» Exercise details
Render the records as a Markdown table with the columns "No." and "Text," one row per line and blank lines omitted. Begin at the start of the records, stop after the line that contains "positive clicks: (323, 282)", and keep the pictures out of the table.

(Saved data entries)
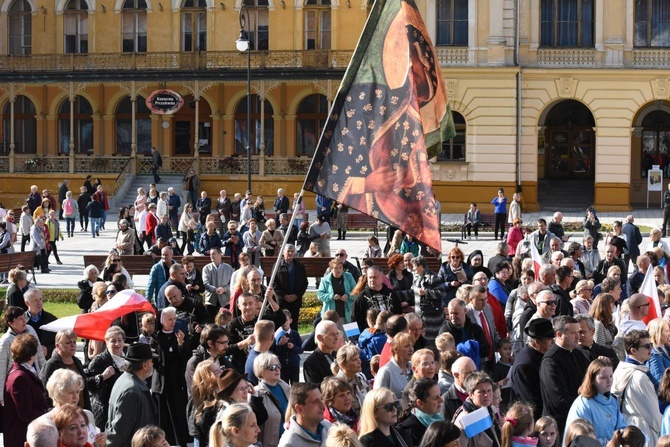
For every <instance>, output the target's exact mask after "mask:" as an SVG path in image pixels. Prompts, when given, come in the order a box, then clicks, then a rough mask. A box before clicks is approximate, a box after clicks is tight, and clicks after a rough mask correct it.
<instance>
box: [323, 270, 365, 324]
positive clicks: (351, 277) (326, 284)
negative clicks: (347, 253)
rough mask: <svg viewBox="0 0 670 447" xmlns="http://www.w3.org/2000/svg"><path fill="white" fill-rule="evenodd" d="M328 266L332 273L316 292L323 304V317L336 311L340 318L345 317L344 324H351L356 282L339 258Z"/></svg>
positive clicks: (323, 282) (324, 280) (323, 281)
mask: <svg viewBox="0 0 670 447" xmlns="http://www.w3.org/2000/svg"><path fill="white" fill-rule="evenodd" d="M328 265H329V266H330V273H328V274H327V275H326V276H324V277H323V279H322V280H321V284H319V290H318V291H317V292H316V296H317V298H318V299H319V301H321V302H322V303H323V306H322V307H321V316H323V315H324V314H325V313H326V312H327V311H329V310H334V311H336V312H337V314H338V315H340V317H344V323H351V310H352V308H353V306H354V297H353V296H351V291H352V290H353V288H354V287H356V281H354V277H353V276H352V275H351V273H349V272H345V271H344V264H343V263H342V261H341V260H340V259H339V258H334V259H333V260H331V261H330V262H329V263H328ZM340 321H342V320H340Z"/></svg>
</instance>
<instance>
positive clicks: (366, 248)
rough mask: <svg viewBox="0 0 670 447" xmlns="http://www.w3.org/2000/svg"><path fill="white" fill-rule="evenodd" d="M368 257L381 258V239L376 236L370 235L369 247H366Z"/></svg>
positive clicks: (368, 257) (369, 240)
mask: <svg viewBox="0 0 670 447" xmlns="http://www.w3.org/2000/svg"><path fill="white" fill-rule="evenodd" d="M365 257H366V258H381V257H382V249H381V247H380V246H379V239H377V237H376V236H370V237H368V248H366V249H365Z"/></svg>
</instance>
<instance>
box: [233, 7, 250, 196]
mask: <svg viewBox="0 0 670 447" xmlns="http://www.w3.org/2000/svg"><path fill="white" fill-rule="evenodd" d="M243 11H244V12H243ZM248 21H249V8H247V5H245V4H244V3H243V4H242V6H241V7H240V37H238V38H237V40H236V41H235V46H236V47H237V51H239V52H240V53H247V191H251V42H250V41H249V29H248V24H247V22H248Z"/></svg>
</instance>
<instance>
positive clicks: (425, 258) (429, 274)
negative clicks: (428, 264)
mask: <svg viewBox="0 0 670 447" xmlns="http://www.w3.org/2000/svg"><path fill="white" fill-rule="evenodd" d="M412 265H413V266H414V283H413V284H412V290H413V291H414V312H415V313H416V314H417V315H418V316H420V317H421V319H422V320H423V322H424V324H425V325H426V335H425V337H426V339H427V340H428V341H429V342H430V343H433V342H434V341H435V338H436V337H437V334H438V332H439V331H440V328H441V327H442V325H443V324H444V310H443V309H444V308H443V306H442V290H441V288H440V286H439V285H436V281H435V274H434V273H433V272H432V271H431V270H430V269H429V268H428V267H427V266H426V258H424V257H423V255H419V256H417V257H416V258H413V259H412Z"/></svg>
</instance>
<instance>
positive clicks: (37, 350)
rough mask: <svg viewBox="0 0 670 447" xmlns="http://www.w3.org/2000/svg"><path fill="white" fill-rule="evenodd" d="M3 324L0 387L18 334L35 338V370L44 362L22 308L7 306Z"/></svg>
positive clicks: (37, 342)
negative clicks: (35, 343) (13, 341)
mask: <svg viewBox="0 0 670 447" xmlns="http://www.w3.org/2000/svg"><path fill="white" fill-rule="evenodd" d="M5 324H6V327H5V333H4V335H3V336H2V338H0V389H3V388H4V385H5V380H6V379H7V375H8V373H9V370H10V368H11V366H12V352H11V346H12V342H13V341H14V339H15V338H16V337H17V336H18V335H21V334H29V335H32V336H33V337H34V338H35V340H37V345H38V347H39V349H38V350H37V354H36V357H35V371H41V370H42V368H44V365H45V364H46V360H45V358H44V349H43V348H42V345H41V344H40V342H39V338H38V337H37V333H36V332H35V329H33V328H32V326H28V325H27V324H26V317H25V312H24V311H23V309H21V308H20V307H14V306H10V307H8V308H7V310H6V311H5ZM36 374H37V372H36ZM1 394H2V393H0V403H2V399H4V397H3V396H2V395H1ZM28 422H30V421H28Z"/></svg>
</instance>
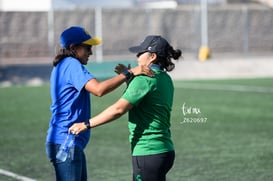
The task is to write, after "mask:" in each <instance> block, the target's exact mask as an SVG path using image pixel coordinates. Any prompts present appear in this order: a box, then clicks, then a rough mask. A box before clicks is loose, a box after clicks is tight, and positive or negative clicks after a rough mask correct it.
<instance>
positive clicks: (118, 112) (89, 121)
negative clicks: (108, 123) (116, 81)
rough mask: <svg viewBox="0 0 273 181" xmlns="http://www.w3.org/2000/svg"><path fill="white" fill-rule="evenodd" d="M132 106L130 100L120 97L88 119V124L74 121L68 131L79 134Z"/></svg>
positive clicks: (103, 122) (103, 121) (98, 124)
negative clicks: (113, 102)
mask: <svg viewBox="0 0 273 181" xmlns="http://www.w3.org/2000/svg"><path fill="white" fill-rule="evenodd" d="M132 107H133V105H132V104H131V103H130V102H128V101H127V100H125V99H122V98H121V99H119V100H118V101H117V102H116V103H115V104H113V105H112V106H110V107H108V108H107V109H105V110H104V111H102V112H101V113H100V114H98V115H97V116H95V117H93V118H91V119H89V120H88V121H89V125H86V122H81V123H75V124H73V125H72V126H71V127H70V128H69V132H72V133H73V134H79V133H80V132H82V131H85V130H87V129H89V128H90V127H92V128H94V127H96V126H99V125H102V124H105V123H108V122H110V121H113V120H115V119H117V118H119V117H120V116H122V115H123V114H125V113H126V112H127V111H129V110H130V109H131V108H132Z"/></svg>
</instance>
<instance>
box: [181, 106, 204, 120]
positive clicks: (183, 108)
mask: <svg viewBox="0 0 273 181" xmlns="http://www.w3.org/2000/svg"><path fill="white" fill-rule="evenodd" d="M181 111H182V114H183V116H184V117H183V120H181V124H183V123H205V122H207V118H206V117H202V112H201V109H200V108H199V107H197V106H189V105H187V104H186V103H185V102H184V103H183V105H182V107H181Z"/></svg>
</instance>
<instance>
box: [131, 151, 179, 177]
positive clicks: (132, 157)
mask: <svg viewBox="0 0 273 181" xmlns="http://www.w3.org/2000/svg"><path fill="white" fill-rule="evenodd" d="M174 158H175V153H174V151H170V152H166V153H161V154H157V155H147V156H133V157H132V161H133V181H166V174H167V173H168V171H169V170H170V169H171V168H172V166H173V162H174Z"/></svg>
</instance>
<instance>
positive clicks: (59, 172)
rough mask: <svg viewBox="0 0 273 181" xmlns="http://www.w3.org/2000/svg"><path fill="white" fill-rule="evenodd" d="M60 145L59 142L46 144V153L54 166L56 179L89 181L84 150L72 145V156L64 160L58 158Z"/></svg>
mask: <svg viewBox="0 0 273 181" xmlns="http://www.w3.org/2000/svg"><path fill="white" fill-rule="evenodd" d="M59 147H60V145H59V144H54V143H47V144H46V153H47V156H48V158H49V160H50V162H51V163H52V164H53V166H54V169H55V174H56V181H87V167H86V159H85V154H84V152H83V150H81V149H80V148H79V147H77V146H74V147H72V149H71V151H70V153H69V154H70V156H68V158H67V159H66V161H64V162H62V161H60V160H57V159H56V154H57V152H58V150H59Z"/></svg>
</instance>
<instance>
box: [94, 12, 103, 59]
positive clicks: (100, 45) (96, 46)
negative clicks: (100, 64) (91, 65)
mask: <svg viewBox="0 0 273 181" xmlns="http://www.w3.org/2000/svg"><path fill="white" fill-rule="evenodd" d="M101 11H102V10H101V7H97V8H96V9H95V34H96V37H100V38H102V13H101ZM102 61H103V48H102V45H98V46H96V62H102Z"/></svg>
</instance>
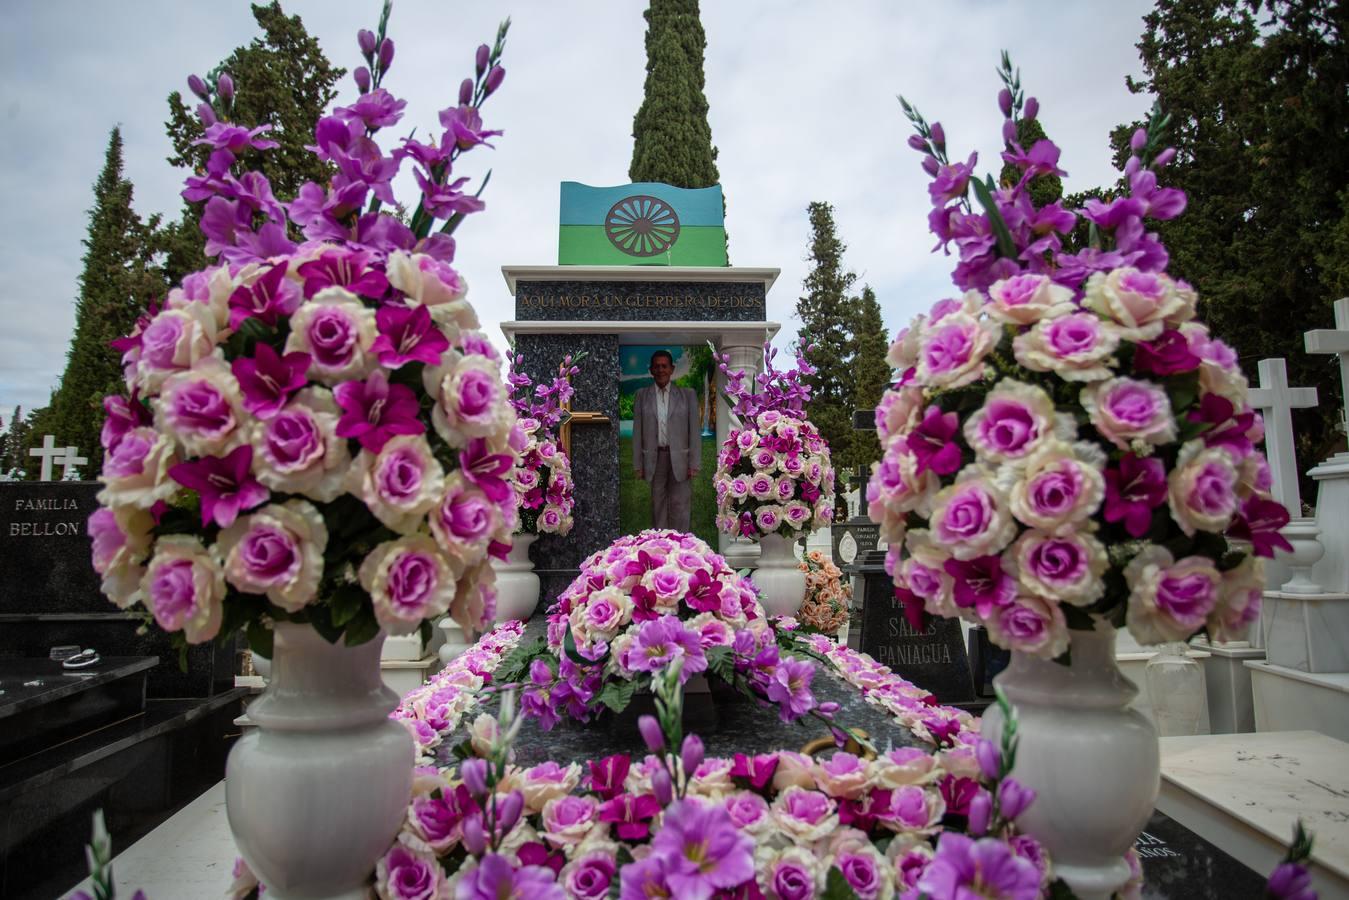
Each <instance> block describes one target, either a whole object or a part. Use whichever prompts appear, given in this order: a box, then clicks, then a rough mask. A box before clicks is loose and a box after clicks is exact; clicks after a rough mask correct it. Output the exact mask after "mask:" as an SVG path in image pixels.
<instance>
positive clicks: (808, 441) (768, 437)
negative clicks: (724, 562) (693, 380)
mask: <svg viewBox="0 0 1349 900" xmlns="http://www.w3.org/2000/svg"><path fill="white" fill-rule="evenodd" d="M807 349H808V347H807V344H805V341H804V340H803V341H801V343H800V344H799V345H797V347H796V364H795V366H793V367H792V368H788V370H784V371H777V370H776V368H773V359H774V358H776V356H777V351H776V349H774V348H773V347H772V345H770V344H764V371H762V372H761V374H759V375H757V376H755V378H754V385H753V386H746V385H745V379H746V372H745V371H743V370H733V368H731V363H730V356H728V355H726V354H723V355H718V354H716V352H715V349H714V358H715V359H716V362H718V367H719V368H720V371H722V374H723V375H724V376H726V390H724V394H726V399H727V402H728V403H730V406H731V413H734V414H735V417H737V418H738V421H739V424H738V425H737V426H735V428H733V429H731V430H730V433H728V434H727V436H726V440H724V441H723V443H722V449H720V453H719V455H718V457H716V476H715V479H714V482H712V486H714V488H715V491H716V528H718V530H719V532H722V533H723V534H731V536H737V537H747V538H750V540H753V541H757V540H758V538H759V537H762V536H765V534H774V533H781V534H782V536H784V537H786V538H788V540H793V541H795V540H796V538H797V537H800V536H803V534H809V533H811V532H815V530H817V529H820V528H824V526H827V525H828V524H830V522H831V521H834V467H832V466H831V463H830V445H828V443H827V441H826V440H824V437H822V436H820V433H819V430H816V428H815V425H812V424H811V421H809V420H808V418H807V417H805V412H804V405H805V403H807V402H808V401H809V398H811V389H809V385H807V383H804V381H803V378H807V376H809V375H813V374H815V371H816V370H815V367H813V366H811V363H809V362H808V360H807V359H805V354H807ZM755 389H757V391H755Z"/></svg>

» Result of the exercise
| No. | Text |
|---|---|
| 1 | For every <instance>, output the target's exact mask after "mask:" as an SVG path in image pixels. Prompts, when given, come in the order a box, then clicks, then a rough mask. A box before clicks is approximate, a box after clicks is tight, and clicks after a rough mask correct it. |
| 2 | <instance> |
| 3 | box: [323, 270, 365, 324] |
| 4 | positive clicks: (351, 277) (326, 284) |
| 5 | negative clicks: (347, 253) |
| 6 | rough mask: <svg viewBox="0 0 670 447" xmlns="http://www.w3.org/2000/svg"><path fill="white" fill-rule="evenodd" d="M328 266L332 273L316 292L323 304V317L336 311L340 318L345 317L344 324H351L356 282L339 258Z"/></svg> |
| 7 | positive clicks: (323, 282) (324, 280) (323, 281) |